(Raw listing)

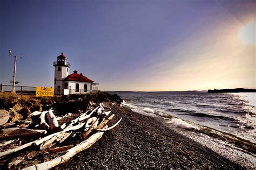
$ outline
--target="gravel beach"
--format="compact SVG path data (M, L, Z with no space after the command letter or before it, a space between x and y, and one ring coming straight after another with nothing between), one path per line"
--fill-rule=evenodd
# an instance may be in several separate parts
M228 168L243 167L168 128L163 119L112 106L119 124L60 169Z

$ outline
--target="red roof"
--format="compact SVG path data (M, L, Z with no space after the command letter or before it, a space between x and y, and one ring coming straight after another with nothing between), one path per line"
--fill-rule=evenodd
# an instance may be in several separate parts
M65 59L66 57L63 55L63 53L62 53L62 55L59 55L57 57L57 58Z
M73 72L73 73L69 75L66 78L65 78L64 81L82 81L90 83L94 82L94 81L87 78L82 73L80 74L77 74L77 70L75 70Z

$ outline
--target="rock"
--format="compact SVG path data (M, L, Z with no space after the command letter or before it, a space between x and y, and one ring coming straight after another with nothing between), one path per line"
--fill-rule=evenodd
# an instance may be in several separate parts
M0 126L6 123L9 118L10 114L8 111L3 109L0 110Z

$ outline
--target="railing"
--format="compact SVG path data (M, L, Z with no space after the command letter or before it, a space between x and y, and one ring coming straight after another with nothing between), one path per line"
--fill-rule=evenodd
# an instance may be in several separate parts
M68 67L70 67L70 64L66 61L53 61L53 66L65 66Z
M67 95L71 94L87 94L98 92L98 90L84 90L76 89L55 89L54 94L57 95Z

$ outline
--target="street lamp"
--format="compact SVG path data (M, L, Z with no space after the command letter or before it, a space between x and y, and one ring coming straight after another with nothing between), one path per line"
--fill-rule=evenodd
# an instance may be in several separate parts
M17 56L16 55L11 55L11 51L10 49L9 50L9 56L14 56L14 79L12 80L12 89L11 90L11 93L16 93L15 92L15 76L16 76L16 62L17 62ZM22 58L22 54L21 54L21 56L19 57L21 59Z

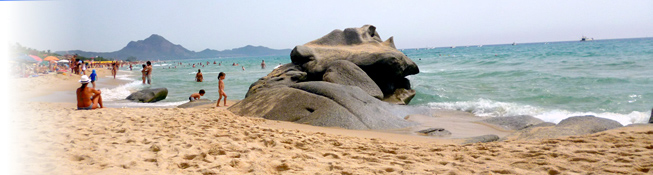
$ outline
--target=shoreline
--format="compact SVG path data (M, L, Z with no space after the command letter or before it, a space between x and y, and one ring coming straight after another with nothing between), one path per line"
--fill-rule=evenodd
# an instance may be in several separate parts
M78 77L44 77L31 96L75 89ZM27 87L31 84L20 87ZM120 84L115 84L119 86ZM70 89L67 89L70 91ZM63 94L66 95L66 94ZM34 98L34 97L32 97ZM233 105L234 101L229 101ZM464 144L508 134L460 111L411 115L422 125L347 130L193 108L76 110L71 102L13 104L10 159L24 174L645 174L653 171L653 125L590 135ZM414 134L446 126L445 138ZM412 133L412 134L411 134ZM456 135L457 134L457 135ZM588 151L589 150L589 151Z
M26 174L645 174L653 127L460 144L234 115L224 108L105 108L21 102ZM33 110L38 106L42 110ZM32 109L32 110L29 110ZM56 117L52 117L56 116Z

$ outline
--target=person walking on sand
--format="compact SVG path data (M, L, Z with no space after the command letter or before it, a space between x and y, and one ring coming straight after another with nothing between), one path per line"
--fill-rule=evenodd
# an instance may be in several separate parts
M195 75L195 81L197 82L204 81L204 76L202 76L202 70L197 69L197 74Z
M224 72L220 72L218 74L218 93L220 94L220 97L218 98L218 103L215 104L216 107L220 107L220 100L222 100L222 97L224 96L224 106L227 106L227 94L224 93L224 80L225 78Z
M141 78L143 78L143 84L145 84L145 77L147 76L147 66L145 66L145 64L143 64L143 70L141 70L141 74L143 74Z
M86 65L87 63L82 63L82 75L86 75Z
M118 63L114 61L111 64L111 75L113 75L113 79L116 79L116 74L118 74Z
M188 97L188 100L189 100L189 101L199 100L200 97L201 97L201 96L204 96L205 93L206 93L206 92L204 91L204 89L200 89L200 92L199 92L199 93L191 94L190 97Z
M95 80L97 80L97 73L95 73L95 69L91 72L91 84L93 84L93 88L95 89Z
M88 87L88 83L91 82L88 76L82 75L79 82L82 83L82 87L77 88L75 91L77 94L77 110L104 108L104 105L102 105L102 95L100 95L102 92Z
M152 62L147 61L147 84L152 84Z

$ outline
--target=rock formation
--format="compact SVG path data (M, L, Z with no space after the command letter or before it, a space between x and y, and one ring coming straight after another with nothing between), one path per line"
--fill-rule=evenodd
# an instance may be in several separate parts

**Task instructions**
Put each line of the listing above into a numbered list, skipping blank lines and leaving out the picture lines.

**Task solution**
1. $ outline
2. --target="gravel beach"
3. --format="compact SVG path data (M, L, Z with no space after the command letter or before it, a space between x and y, and one ring coming straight after another with nothing between), one path per line"
4. --fill-rule=evenodd
5. # an instance may be in several separate parts
6. M228 168L243 167L168 128L163 119L112 106L119 124L60 169Z
7. $ outline
8. --target="red roof"
9. --format="compact SVG path data (M, L, Z with no space after the command letter or before it, a space between x and y, and one ring coming straight after another with nothing between), one path per line"
10. --fill-rule=evenodd
11. # an instance may be in several separate parts
12. M65 59L66 57L63 55L63 53L62 53L62 55L59 55L57 57L57 58Z
13. M73 72L73 73L69 75L66 78L65 78L64 81L82 81L90 83L94 82L94 81L87 78L82 73L80 74L77 74L77 70L75 70Z
14. $ outline
15. --target="rock"
16. --format="compact SVG path data (M, L, Z with no space after the command letter or before it, a space between x and y, and one ring coming straight after another with nothing between), one path per line"
17. --fill-rule=evenodd
18. # an instance may be in several separate parts
19. M0 126L6 123L9 118L10 114L8 111L3 109L0 110Z
20. $ outline
21. --target="railing"
22. --format="compact SVG path data (M, L, Z with no space after the command letter or before it, a space between x and y, and one ring coming straight after another with nothing between), one path per line"
23. --fill-rule=evenodd
24. # an instance may be in several separate parts
25. M68 67L70 67L70 64L66 61L53 61L53 66L65 66Z
26. M67 95L71 94L87 94L98 92L98 90L84 90L76 89L55 89L54 94L57 95Z
27. $ outline
28. --target="street lamp"
29. --format="compact SVG path data (M, L, Z with no space after the command letter or before it, a space between x and y, and one ring coming straight after another with nothing between), one path per line"
30. --fill-rule=evenodd
31. # an instance may be in several separate parts
32. M17 56L16 55L11 55L11 51L10 49L9 50L9 56L14 56L14 79L12 80L12 89L11 90L11 93L16 93L15 92L15 76L16 76L16 62L17 62ZM22 58L22 54L21 54L21 56L19 57L21 59Z
33. $ outline
34. --target=shoreline
35. --format="compact SVG path data (M, L, Z with no space after the command letter or before it, a space between x and y, and one ring coming straight after another with nothing between), one path per line"
36. --fill-rule=evenodd
37. # an instance may be in several separate parts
38. M78 77L44 77L31 96L75 89ZM27 87L31 84L20 87ZM120 84L115 84L119 86ZM70 89L67 89L70 91ZM63 94L66 95L66 94ZM34 98L34 97L32 97ZM233 105L234 101L229 101ZM464 144L508 134L460 111L411 115L422 125L347 130L193 108L76 110L71 102L13 104L10 159L24 174L645 174L653 171L653 125L590 135ZM414 134L446 126L445 138ZM412 133L412 134L411 134ZM456 135L457 134L457 135ZM588 151L589 150L589 151Z
39. M26 174L645 174L653 127L460 144L234 115L224 108L105 108L21 102ZM33 110L38 106L42 110ZM32 109L32 110L29 110ZM56 117L52 117L56 116Z
40. $ outline
41. --target=person walking on sand
42. --format="compact SVG path data (M, L, Z with no space after the command letter or before it, a space between x and y, and one ring coming straight after another with nothing between), one path per line"
43. --fill-rule=evenodd
44. # an instance may be in several separate parts
45. M195 75L195 81L197 82L204 81L204 76L202 76L202 70L197 69L197 74Z
46. M224 72L220 72L218 74L218 93L220 94L220 97L218 98L218 103L215 104L216 107L220 107L220 100L222 100L222 97L224 96L224 106L227 106L227 94L224 93L224 80L225 78Z
47. M141 78L143 78L143 84L145 84L145 77L147 76L147 66L145 66L145 64L143 64L143 70L141 70L141 74L143 74Z
48. M86 65L87 63L82 63L82 75L86 75Z
49. M118 63L114 61L111 64L111 75L113 75L113 79L116 79L116 74L118 74Z
50. M188 97L188 100L189 100L189 101L199 100L200 97L201 97L201 96L204 96L205 93L206 93L206 92L204 91L204 89L200 89L200 92L199 92L199 93L191 94L190 97Z
51. M95 80L97 80L97 73L95 73L95 69L91 72L91 84L93 84L93 88L95 89Z
52. M88 87L88 83L91 82L88 76L82 75L79 82L82 83L82 87L77 88L75 91L77 94L77 110L104 108L104 105L102 105L102 95L100 95L102 92Z
53. M152 62L147 61L147 84L152 84Z
54. $ outline
55. --target=rock formation
56. --format="compact SVG path data (M, L, Z with no space after the command letter or before it, a space between x and y, and one ring coming straight after another with nothing between), one path per line"
57. --fill-rule=evenodd
58. # an instance may be in several separate parts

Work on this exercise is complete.